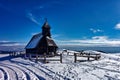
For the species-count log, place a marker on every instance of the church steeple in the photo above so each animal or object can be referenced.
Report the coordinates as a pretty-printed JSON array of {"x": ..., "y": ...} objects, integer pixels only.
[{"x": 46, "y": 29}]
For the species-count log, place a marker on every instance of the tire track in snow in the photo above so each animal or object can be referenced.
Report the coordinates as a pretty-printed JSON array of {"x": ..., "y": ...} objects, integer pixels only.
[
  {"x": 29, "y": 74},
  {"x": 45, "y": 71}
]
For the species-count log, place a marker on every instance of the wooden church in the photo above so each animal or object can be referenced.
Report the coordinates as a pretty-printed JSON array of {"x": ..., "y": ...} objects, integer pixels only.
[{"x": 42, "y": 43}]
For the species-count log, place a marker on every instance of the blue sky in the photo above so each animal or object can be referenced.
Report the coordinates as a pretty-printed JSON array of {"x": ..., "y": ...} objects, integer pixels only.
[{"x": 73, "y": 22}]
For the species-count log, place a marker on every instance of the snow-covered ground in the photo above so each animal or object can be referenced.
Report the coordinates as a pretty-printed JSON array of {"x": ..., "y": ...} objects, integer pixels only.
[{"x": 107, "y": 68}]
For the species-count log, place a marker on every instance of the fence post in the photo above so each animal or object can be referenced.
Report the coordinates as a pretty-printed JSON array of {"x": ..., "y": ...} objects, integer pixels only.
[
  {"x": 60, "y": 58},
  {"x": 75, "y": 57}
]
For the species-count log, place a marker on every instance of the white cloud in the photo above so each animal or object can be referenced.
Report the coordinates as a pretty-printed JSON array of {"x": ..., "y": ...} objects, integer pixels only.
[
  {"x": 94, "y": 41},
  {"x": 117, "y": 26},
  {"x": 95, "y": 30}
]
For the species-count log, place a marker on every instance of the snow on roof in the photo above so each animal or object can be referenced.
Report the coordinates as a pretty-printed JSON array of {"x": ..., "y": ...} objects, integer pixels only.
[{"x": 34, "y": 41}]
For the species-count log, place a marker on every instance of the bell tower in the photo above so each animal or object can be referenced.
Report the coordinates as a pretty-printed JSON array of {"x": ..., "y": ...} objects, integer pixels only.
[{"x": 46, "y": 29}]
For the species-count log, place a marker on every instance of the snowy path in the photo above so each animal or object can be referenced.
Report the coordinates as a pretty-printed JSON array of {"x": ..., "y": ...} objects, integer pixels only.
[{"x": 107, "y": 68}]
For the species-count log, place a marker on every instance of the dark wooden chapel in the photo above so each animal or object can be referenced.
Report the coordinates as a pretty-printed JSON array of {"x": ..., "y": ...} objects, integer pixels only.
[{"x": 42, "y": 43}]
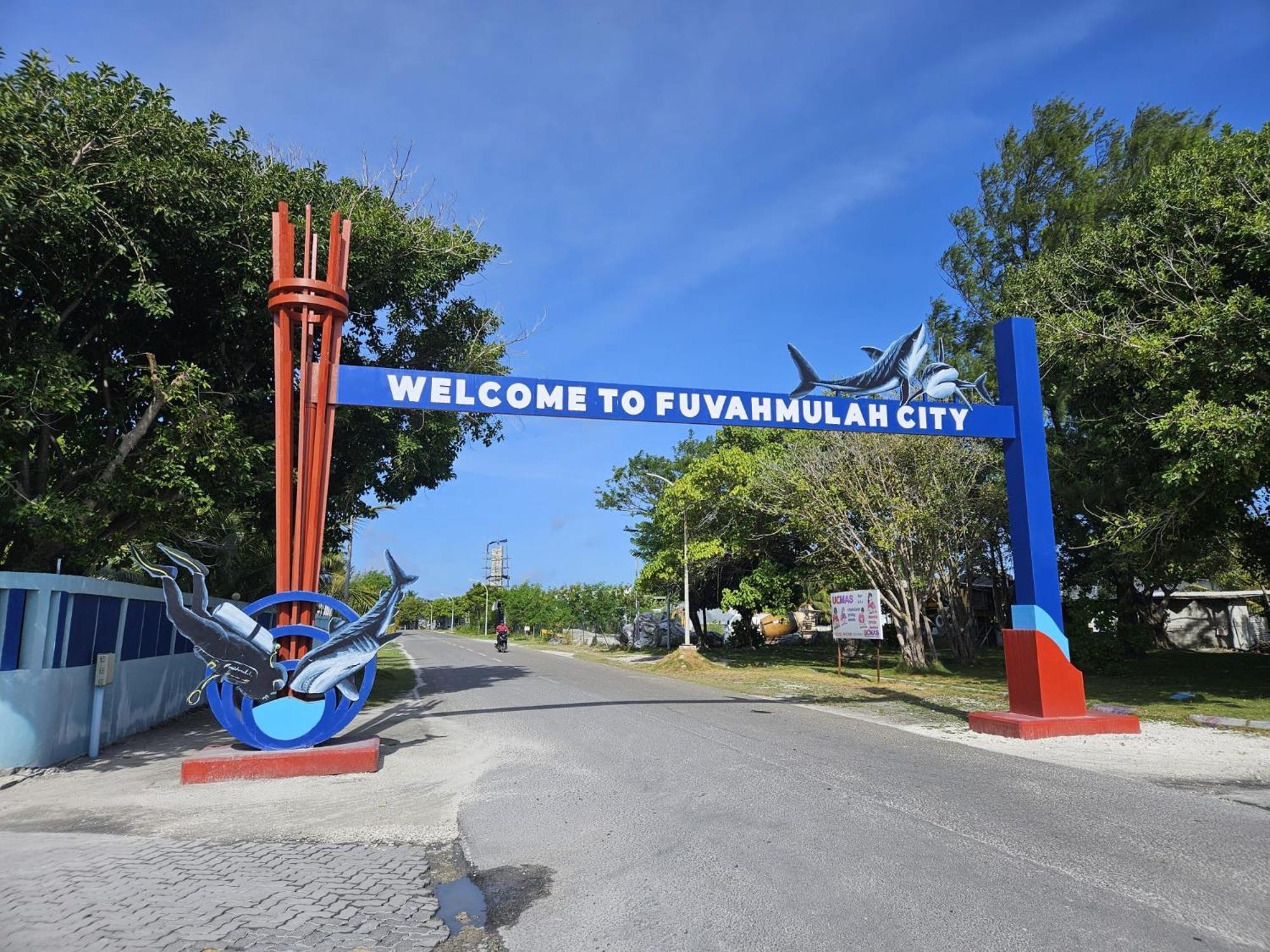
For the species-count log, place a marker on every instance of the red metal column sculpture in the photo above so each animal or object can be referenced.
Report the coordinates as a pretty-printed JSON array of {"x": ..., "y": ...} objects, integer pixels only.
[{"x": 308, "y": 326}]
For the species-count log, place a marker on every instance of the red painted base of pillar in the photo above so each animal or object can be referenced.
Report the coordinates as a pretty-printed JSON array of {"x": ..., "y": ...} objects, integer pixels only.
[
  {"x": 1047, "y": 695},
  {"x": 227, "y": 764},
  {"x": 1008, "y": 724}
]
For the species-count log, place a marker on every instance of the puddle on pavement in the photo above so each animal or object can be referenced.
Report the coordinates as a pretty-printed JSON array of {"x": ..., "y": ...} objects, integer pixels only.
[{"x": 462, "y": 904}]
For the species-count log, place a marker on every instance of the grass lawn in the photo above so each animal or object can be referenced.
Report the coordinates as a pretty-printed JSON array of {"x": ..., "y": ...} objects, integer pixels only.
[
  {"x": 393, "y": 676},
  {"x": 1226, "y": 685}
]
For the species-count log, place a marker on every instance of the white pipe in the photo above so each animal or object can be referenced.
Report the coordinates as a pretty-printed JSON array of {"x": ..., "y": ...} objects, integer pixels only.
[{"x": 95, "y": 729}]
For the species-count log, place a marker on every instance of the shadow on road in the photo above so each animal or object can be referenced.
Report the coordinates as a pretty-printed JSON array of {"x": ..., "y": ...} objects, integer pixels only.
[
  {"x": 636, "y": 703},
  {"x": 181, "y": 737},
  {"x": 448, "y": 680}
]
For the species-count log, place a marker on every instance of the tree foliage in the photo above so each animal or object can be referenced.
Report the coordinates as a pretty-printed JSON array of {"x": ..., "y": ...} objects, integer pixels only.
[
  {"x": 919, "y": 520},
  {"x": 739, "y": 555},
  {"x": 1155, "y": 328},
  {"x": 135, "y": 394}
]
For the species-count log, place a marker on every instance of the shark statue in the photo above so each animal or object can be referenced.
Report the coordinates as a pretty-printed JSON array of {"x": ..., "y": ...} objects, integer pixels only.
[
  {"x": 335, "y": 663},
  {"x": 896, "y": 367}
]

┄┄┄┄┄┄┄┄┄┄┄┄┄┄┄┄┄┄┄┄

◆ **Prompt**: Copy out every line of the material above exactly, skipping the pictures.

◆ **Complete output**:
For the species-count log, place a marker on every instance of the church steeple in the photo above so each animal or object can be referenced.
Report the coordinates as a pretty-printed JSON array of {"x": ..., "y": ...} objects, integer pixels only.
[{"x": 46, "y": 29}]
For the species-count log, place a marker on every instance of the tire track in snow in the photo above so each animal or object can be referenced.
Report the coordinates as a pretty-printed JSON array of {"x": ..., "y": ...} objects, integer pixels only.
[
  {"x": 29, "y": 74},
  {"x": 45, "y": 71}
]
For the species-count log, place a marker on every instance of the wooden church in the photo above so each animal or object can be referenced.
Report the coordinates as a pretty-printed JSON array of {"x": ..., "y": ...} objects, integer pixels only.
[{"x": 42, "y": 43}]
For the species-count log, place a marker on every instance of the blue sky in the photo above so each animal or object can be referenced.
Report the coordinates as a pretty-printed JSON array of {"x": ..., "y": ...} objects, integer pixels only.
[{"x": 73, "y": 22}]
For the species-count log, place a marker on every instance of the snow-covered ground in the photo above so each animal or object can be referenced.
Report the coordinates as a pretty-printed JSON array of {"x": ..., "y": ...} objects, integer pixels only.
[{"x": 107, "y": 68}]
For the species-count log, place a marker on every instance of the fence post in the photo above so each animal or object can be referenced.
Report the coordinates as a pretty-printed JSON array of {"x": ..., "y": ...} objects, integer pixels only.
[
  {"x": 60, "y": 58},
  {"x": 75, "y": 57}
]
For the species-count log, place a marker on every instance of the white cloud in the photo above so each animal or object can be referenced.
Report the coordinates as a pretty-printed JSON array of {"x": ..., "y": ...} objects, integer pixels only.
[
  {"x": 94, "y": 41},
  {"x": 117, "y": 26},
  {"x": 95, "y": 30}
]
For the species-count log, place a marker on every instance of the snow on roof in the photo above so each animal or object can be referenced.
Report the coordinates as a pretty-printed JSON array of {"x": ..., "y": ...} objects, integer pixels only.
[{"x": 34, "y": 41}]
For the species-count log, place a marker on every instance of the bell tower in the photo above so each animal or object can be referenced.
Report the coordinates as a pretty-printed JSON array of {"x": ..., "y": ...} objects, integer pixels only.
[{"x": 46, "y": 29}]
For the species-count log, place a marker on every instance of the snowy path in the photo above so each animal or object can be referenced.
Report the coordinates as a pretty-printed JSON array of {"x": ..., "y": ...} objects, integer pixels only.
[{"x": 107, "y": 68}]
For the species-count log, place a marker on every instance of the dark wooden chapel in the photo above so each animal or object can be referenced.
Report the coordinates as a pretty-printed JSON array of {"x": ..., "y": ...} objects, integer pixels only.
[{"x": 42, "y": 43}]
For the species-count log, place a marker on every instance of the red metal column sculpture in the photo above so each animal or object can be referenced.
Report the coordinates as a pretty-printed JSON array of {"x": ..., "y": ...} objects, integer pixels only.
[{"x": 308, "y": 326}]
For the species-count log, place a marker on every instance of the red painted base of pillar in the photo above so each animal or object can be referenced.
Report the coordinates as a pretty-printed JSON array of {"x": ..., "y": ...} objects, integer pixels only.
[
  {"x": 1047, "y": 695},
  {"x": 227, "y": 764},
  {"x": 1008, "y": 724}
]
For the species-count log, place a marker on every instance of the puddle on pavement in the photo above so each animal or object can be referenced.
Report the coordinates as a pretty-printed JSON array of {"x": ..., "y": ...} objects, integer pixels only.
[{"x": 462, "y": 904}]
For the species-count log, place a marker on every instance of the grass lawn in the photo above so each animal or object can be referenced.
Report the coordinates as a pretty-printed JSON array of {"x": ..., "y": ...} objects, integer pixels only.
[
  {"x": 393, "y": 676},
  {"x": 1226, "y": 685}
]
For the species-count log, place a marker on every instance of the white pipe in the photo above so each animal or object can be referenced.
Report the coordinates as a pretty-printed JSON array of {"x": ..., "y": ...} objects, integer pixels only.
[{"x": 95, "y": 729}]
For the species-count log, place a marker on every instance of the shadow on road in the photo above so each animal or object can be referenced.
Report the coordinates as a pretty-printed JSON array of {"x": ..., "y": ...} objects, integer pixels only.
[
  {"x": 636, "y": 703},
  {"x": 181, "y": 737},
  {"x": 448, "y": 680}
]
For the species-count log, place a marker on every instance of the tree foliage in the photo above so each animal or object can be referenced.
Report the coordinates as a pretty-printed JSON array of {"x": ..., "y": ...} objects, integer pixels only.
[
  {"x": 919, "y": 520},
  {"x": 739, "y": 555},
  {"x": 1155, "y": 328},
  {"x": 135, "y": 394}
]
For the species-count log, place a marker on every instance of the shark statue in the photo above so each animal or object can be referenced.
Report the coordinates as a pretty-printed JSON array of {"x": ..., "y": ...} objects, integer pixels only.
[
  {"x": 335, "y": 663},
  {"x": 896, "y": 367}
]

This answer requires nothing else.